What you should do -
Below are some records. Say how many of their lines contain the string "suit", and give nothing but the number.

Dataset entries
————
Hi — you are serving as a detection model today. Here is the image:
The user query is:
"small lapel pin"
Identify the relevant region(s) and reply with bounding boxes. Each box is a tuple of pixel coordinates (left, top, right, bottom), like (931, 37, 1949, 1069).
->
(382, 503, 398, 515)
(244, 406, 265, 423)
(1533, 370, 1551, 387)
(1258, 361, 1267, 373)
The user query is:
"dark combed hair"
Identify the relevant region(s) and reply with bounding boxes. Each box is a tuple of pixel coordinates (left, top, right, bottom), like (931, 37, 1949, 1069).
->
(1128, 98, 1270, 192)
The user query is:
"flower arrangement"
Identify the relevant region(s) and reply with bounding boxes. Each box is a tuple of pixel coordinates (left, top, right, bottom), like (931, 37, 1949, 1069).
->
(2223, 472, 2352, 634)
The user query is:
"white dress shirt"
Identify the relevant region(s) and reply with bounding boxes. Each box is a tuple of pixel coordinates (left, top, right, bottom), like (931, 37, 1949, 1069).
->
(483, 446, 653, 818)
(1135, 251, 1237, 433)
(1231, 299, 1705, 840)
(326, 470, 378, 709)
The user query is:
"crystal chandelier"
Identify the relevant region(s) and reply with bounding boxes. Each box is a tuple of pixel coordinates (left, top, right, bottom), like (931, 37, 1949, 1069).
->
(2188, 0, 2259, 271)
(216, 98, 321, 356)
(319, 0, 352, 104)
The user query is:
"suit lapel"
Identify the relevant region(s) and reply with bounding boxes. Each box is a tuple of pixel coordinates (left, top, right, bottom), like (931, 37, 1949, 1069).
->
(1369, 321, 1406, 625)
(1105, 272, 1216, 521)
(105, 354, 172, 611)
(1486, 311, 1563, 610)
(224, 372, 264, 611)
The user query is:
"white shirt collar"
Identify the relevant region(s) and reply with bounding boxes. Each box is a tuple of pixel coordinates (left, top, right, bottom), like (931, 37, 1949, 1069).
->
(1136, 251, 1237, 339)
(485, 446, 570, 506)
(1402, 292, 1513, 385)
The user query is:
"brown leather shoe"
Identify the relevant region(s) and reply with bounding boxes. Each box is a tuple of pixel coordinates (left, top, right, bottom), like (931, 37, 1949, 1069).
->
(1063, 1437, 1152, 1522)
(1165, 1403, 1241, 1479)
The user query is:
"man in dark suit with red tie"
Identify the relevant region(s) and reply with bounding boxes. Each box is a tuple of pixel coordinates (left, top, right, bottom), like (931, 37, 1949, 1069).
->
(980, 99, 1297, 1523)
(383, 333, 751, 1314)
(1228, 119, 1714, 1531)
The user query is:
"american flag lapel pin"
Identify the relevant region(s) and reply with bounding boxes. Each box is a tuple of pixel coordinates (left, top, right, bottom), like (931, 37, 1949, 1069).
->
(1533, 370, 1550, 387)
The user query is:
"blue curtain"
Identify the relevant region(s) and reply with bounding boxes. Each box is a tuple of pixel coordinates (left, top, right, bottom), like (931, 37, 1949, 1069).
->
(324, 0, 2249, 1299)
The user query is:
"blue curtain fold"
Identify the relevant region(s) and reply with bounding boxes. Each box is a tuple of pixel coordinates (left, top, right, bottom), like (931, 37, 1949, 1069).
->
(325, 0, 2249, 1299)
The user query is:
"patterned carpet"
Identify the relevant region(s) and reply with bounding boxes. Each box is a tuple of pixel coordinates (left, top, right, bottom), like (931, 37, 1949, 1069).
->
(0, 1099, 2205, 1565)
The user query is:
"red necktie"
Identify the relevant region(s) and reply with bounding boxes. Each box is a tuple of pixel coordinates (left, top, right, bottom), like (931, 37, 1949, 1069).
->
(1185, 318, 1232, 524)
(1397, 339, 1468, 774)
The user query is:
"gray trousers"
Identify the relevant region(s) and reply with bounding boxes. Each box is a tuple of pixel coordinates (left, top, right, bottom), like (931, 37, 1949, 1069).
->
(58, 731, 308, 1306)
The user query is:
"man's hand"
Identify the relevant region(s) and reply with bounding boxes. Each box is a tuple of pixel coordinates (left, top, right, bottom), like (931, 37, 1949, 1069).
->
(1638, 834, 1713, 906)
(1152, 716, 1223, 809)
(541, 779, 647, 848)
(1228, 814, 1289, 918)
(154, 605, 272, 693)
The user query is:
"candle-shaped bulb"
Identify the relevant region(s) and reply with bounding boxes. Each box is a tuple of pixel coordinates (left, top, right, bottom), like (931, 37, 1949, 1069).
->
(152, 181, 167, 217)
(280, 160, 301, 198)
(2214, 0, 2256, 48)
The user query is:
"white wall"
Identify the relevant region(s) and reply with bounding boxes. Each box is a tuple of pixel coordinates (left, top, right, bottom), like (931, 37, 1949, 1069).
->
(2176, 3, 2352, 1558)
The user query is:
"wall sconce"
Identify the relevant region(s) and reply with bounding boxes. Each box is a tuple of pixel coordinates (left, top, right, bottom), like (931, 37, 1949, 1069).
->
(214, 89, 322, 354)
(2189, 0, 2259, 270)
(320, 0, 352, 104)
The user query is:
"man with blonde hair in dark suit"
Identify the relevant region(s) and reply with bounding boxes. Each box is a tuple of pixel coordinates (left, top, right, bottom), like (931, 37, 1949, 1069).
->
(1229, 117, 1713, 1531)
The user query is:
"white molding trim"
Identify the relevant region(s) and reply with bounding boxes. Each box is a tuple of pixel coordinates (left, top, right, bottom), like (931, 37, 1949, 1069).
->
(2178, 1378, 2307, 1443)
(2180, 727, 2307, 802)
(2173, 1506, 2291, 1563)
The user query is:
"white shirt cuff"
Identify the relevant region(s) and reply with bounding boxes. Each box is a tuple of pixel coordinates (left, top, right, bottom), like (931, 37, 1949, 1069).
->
————
Answer to this problem -
3